▸ Text provided:
Start of Block

In this study, functional hydrogels were developed using advanced 4D printing technology, enabling the design of materials capable of dynamically responding to environmental stimuli. This approach allowed the fabrication of structures with programmable changes in shape and properties triggered by external factors such as temperature and humidity.

The obtained hydrogels were subjected to comprehensive characterization, including morphological analysis, evaluation of swelling and shrinkage behavior under varying conditions, structural stability, and mechanical performance. The results demonstrated that the use of 4D printing enables precise control over the architecture of hydrogel structures and provides the ability to engineer tailored responsive functionalities. Furthermore, correlations were identified between the hydrogel composition and the kinetics of their response, offering possibilities for designing materials adapted to specific biomedical or engineering applications.

The findings confirm that the developed hydrogels hold significant potential in areas such as regenerative medicine, drug delivery systems, and material engineering, where adaptability to changing environmental conditions is crucial. This work highlights the role of 4D printing as a powerful tool for the creation of intelligent materials with dynamic and customizable properties.

End of Block

Items from a data source:
Start of Block

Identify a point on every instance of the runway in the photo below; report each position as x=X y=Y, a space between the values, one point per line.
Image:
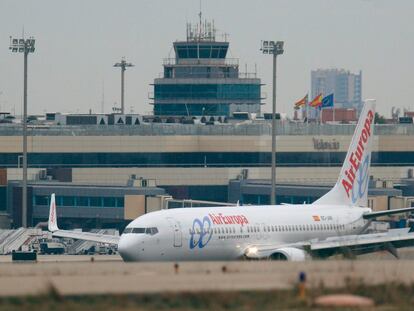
x=78 y=275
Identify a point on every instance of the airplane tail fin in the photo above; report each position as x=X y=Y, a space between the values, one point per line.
x=352 y=185
x=52 y=222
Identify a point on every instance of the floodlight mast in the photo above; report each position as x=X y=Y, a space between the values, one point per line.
x=275 y=48
x=123 y=64
x=24 y=46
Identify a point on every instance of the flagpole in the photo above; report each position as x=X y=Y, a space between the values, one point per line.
x=307 y=111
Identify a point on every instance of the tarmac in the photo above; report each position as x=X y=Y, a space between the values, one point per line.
x=80 y=275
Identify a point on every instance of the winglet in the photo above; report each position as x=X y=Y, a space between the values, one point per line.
x=352 y=185
x=52 y=222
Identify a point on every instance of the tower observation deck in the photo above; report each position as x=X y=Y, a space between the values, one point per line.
x=200 y=80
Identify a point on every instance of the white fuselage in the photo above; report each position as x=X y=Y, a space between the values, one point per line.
x=224 y=233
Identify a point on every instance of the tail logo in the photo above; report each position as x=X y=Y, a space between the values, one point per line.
x=355 y=157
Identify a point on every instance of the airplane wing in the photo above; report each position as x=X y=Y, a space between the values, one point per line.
x=87 y=236
x=347 y=245
x=374 y=215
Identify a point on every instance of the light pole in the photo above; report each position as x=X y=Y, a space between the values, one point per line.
x=275 y=48
x=123 y=64
x=24 y=46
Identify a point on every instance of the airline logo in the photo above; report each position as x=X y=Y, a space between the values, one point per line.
x=355 y=158
x=201 y=233
x=322 y=218
x=229 y=220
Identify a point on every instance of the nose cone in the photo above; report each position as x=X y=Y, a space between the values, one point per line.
x=128 y=247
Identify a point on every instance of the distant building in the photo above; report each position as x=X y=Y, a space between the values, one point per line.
x=200 y=80
x=346 y=87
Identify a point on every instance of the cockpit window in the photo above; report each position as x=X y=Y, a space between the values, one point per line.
x=150 y=231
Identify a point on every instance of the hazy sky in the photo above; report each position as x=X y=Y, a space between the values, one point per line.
x=78 y=41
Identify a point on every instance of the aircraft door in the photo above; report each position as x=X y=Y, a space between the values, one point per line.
x=265 y=231
x=178 y=236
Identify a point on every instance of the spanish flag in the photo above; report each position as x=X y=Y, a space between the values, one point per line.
x=317 y=101
x=301 y=102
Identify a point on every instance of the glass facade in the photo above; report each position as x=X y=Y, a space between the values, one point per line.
x=184 y=91
x=186 y=50
x=201 y=159
x=192 y=109
x=208 y=91
x=80 y=201
x=201 y=72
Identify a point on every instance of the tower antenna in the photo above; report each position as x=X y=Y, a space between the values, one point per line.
x=199 y=15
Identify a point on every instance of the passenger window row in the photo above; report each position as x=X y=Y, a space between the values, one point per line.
x=149 y=231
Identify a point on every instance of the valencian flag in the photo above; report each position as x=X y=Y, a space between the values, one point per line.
x=301 y=102
x=327 y=101
x=316 y=102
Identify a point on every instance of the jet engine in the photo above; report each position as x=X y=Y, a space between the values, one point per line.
x=289 y=254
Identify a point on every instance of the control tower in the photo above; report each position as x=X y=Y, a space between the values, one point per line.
x=200 y=80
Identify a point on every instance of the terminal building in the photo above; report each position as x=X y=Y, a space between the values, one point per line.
x=97 y=164
x=190 y=161
x=201 y=80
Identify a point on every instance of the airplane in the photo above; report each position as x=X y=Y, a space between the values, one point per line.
x=335 y=223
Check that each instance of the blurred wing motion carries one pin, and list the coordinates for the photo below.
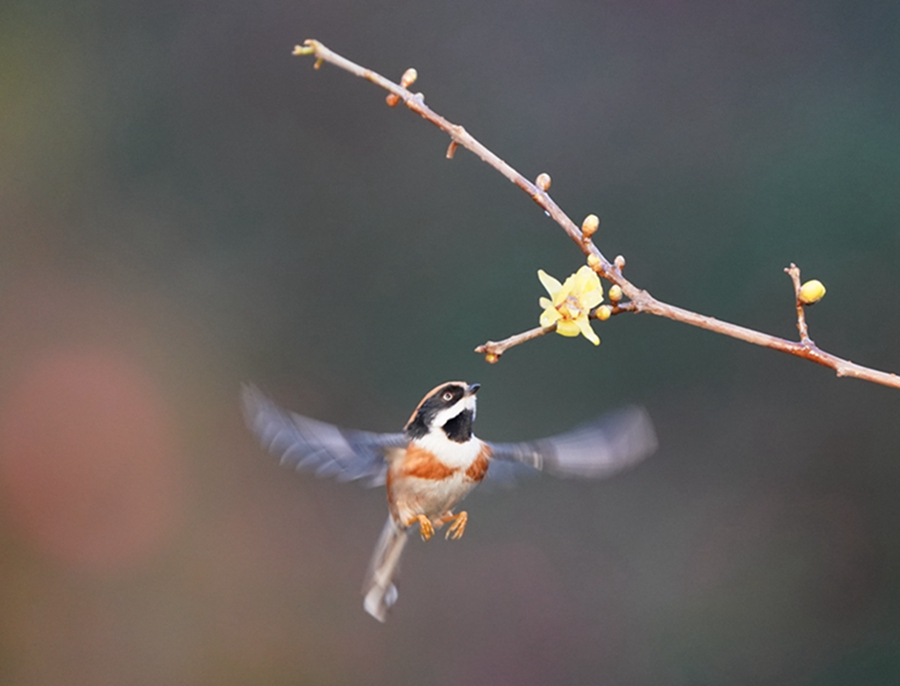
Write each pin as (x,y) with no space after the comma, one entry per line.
(379,589)
(599,449)
(310,445)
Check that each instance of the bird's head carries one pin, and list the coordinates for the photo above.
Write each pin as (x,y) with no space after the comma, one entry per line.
(449,407)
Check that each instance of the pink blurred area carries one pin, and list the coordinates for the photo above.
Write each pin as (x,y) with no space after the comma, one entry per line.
(90,470)
(90,465)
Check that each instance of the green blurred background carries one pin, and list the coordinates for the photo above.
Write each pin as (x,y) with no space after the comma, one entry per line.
(184,206)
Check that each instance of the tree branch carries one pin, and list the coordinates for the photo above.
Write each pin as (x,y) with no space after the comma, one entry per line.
(640,300)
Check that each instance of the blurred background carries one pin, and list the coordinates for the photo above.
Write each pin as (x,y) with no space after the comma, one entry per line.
(184,206)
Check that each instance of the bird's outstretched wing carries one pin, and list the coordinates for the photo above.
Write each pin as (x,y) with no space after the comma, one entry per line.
(595,450)
(310,445)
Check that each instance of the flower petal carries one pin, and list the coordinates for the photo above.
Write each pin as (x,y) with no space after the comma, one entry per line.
(591,299)
(584,327)
(551,284)
(549,316)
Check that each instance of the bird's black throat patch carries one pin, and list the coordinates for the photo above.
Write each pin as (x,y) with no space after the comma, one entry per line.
(459,429)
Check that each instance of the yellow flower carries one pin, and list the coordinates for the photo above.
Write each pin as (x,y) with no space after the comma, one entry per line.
(570,303)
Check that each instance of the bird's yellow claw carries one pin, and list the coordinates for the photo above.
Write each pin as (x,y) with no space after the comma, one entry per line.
(426,528)
(458,528)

End of Block

▸ What you need to do:
1. According to the text on 4D-printed hydrogels, why do the developed hydrogels hold significant potential in regenerative medicine, drug delivery systems, and material engineering? Answer in one to three sentences.
2. In the text on 4D-printed hydrogels, which external factors are named as triggers for the programmable changes in shape and properties?

▸ Exercise solutions:
1. In those areas, adaptability to changing environmental conditions is crucial. The hydrogels were designed to respond dynamically to environmental stimuli, with programmable changes in shape and properties triggered by external factors.

2. Temperature and humidity.